_MATERIAL SHOWN_:
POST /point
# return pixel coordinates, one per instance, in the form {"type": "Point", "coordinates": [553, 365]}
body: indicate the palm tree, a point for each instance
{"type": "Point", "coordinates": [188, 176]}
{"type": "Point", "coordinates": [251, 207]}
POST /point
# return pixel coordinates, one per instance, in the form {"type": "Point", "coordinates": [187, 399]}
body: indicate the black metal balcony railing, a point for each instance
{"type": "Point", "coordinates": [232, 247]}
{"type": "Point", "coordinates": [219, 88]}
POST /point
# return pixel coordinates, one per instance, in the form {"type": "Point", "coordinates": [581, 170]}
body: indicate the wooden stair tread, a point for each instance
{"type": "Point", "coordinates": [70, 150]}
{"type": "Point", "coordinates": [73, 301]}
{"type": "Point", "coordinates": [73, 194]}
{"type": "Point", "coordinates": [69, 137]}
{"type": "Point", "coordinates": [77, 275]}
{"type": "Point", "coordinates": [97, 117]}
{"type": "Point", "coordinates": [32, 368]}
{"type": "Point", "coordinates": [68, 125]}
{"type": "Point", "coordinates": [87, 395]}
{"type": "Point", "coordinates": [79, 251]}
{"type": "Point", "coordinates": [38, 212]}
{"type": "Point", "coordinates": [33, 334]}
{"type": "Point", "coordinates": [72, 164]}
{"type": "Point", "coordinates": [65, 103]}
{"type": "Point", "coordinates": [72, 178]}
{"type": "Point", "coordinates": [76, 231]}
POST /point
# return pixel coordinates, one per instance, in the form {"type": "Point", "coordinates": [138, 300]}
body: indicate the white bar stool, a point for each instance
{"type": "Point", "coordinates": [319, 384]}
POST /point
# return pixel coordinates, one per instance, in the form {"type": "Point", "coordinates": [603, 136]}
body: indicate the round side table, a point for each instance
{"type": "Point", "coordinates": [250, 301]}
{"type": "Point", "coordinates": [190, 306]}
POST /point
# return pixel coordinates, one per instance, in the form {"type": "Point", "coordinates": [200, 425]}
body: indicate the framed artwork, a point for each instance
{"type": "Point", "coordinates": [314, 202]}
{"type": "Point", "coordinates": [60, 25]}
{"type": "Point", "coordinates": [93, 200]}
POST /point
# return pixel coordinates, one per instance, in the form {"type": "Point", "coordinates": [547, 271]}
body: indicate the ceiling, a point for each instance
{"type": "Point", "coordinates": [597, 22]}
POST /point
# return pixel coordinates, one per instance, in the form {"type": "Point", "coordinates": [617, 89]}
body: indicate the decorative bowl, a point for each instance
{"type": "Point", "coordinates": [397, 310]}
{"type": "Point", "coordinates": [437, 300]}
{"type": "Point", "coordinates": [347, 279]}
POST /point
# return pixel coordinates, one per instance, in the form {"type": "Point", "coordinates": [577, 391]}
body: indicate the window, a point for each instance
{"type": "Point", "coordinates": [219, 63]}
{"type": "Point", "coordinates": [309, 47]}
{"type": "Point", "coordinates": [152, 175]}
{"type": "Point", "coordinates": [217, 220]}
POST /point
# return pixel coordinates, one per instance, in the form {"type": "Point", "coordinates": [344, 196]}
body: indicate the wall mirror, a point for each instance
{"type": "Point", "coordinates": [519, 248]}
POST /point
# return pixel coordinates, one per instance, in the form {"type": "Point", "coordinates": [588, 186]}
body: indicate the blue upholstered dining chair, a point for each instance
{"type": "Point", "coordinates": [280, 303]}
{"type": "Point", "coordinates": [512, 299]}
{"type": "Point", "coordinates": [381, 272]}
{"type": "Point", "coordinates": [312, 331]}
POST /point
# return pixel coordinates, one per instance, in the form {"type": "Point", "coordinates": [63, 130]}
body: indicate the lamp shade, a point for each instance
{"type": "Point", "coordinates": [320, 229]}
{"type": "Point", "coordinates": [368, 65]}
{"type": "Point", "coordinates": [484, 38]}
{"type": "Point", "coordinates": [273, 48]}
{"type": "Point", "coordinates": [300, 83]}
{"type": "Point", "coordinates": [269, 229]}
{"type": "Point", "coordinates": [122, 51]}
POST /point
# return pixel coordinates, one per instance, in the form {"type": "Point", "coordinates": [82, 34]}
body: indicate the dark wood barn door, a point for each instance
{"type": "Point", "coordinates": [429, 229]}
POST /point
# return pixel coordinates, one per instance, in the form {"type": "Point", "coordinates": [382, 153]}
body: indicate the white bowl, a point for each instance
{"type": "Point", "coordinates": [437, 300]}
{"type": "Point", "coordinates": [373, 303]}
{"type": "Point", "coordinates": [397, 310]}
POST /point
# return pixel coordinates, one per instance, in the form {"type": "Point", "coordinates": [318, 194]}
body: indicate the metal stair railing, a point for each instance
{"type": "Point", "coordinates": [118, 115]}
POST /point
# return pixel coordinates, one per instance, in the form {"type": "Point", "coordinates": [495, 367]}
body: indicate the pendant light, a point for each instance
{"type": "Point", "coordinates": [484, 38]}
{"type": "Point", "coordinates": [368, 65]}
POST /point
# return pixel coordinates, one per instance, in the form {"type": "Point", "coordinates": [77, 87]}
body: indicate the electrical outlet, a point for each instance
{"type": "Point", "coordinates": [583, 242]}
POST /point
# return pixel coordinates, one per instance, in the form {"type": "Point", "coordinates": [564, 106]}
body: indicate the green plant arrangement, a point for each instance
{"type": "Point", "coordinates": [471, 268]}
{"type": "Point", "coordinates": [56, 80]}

_WHAT THIS TASK INVOLVES_:
Copy every record exactly, with nothing added or dropped.

_RESPONSE BELOW_:
POST /point
# return pixel coordinates, one per instance, in the form {"type": "Point", "coordinates": [553, 365]}
body: indicate the palm tree, a point for each instance
{"type": "Point", "coordinates": [188, 176]}
{"type": "Point", "coordinates": [251, 207]}
POST /point
# return pixel coordinates, one per instance, in the form {"type": "Point", "coordinates": [187, 399]}
body: indicate the black metal balcony railing, a point for each instance
{"type": "Point", "coordinates": [232, 247]}
{"type": "Point", "coordinates": [219, 88]}
POST /point
# return pixel coordinates, one per instance, in the form {"type": "Point", "coordinates": [581, 170]}
body: indicate the wooden stair tread, a point for each instance
{"type": "Point", "coordinates": [70, 150]}
{"type": "Point", "coordinates": [73, 301]}
{"type": "Point", "coordinates": [73, 194]}
{"type": "Point", "coordinates": [69, 137]}
{"type": "Point", "coordinates": [77, 275]}
{"type": "Point", "coordinates": [97, 117]}
{"type": "Point", "coordinates": [32, 368]}
{"type": "Point", "coordinates": [68, 125]}
{"type": "Point", "coordinates": [87, 395]}
{"type": "Point", "coordinates": [79, 251]}
{"type": "Point", "coordinates": [38, 212]}
{"type": "Point", "coordinates": [33, 334]}
{"type": "Point", "coordinates": [72, 164]}
{"type": "Point", "coordinates": [65, 103]}
{"type": "Point", "coordinates": [72, 178]}
{"type": "Point", "coordinates": [76, 231]}
POST /point
# return pixel coordinates, one per instance, in the form {"type": "Point", "coordinates": [138, 300]}
body: indicate the white bar stool, a point for each instance
{"type": "Point", "coordinates": [319, 384]}
POST /point
# return pixel coordinates, one per instance, in the form {"type": "Point", "coordinates": [603, 136]}
body: indicate the round side table, a point for each instance
{"type": "Point", "coordinates": [250, 301]}
{"type": "Point", "coordinates": [190, 306]}
POST /point
# return pixel coordinates, one per instance, in the form {"type": "Point", "coordinates": [200, 425]}
body: indicate the framed artwork, a point for each instance
{"type": "Point", "coordinates": [314, 202]}
{"type": "Point", "coordinates": [60, 25]}
{"type": "Point", "coordinates": [93, 200]}
POST /point
# return pixel coordinates, one per instance, in the form {"type": "Point", "coordinates": [547, 271]}
body: indicate the ceiling, a point for each instance
{"type": "Point", "coordinates": [597, 22]}
POST /point
# return pixel coordinates, one per instance, in the form {"type": "Point", "coordinates": [617, 89]}
body: indicate the decorative bowl, a point for each instance
{"type": "Point", "coordinates": [397, 310]}
{"type": "Point", "coordinates": [437, 300]}
{"type": "Point", "coordinates": [347, 279]}
POST /point
# return pixel coordinates, one per instance, in the form {"type": "Point", "coordinates": [577, 391]}
body: indicate the window, a point for each instance
{"type": "Point", "coordinates": [219, 63]}
{"type": "Point", "coordinates": [309, 47]}
{"type": "Point", "coordinates": [152, 175]}
{"type": "Point", "coordinates": [217, 220]}
POST /point
# return pixel coordinates, one per instance, in the form {"type": "Point", "coordinates": [344, 196]}
body: indicate the wall mirror, a point for each instance
{"type": "Point", "coordinates": [519, 248]}
POST /point
# return pixel coordinates, one per instance, in the form {"type": "Point", "coordinates": [588, 186]}
body: indicate the blue upholstered dining chair, a point for each instance
{"type": "Point", "coordinates": [280, 303]}
{"type": "Point", "coordinates": [512, 299]}
{"type": "Point", "coordinates": [381, 272]}
{"type": "Point", "coordinates": [312, 331]}
POST /point
# return pixel coordinates, one per instance, in the form {"type": "Point", "coordinates": [63, 130]}
body: indicate the lamp shade, a point for each instance
{"type": "Point", "coordinates": [320, 229]}
{"type": "Point", "coordinates": [368, 65]}
{"type": "Point", "coordinates": [484, 38]}
{"type": "Point", "coordinates": [273, 48]}
{"type": "Point", "coordinates": [300, 83]}
{"type": "Point", "coordinates": [269, 229]}
{"type": "Point", "coordinates": [122, 51]}
POST /point
# return pixel coordinates, one per instance, in the form {"type": "Point", "coordinates": [82, 34]}
body: indicate the dark wood barn door, a point for each instance
{"type": "Point", "coordinates": [429, 229]}
POST /point
# return pixel coordinates, one per instance, in the form {"type": "Point", "coordinates": [382, 153]}
body: indicate the white bowl, a point for each instance
{"type": "Point", "coordinates": [437, 300]}
{"type": "Point", "coordinates": [373, 303]}
{"type": "Point", "coordinates": [397, 310]}
POST /point
# return pixel coordinates, one per instance, in the form {"type": "Point", "coordinates": [318, 194]}
body: indicate the metal stair railing, a point for each instance
{"type": "Point", "coordinates": [118, 115]}
POST /point
# return pixel coordinates, one per instance, in the form {"type": "Point", "coordinates": [495, 367]}
body: indicate the pendant light, a point for each instance
{"type": "Point", "coordinates": [484, 38]}
{"type": "Point", "coordinates": [368, 65]}
POST /point
# return pixel coordinates, one per instance, in the form {"type": "Point", "coordinates": [77, 87]}
body: indicate the electrical outlet, a point for each instance
{"type": "Point", "coordinates": [583, 242]}
POST /point
# return pixel coordinates, one per instance, in the form {"type": "Point", "coordinates": [564, 106]}
body: indicate the green plant arrangement, a point for each instance
{"type": "Point", "coordinates": [471, 268]}
{"type": "Point", "coordinates": [56, 80]}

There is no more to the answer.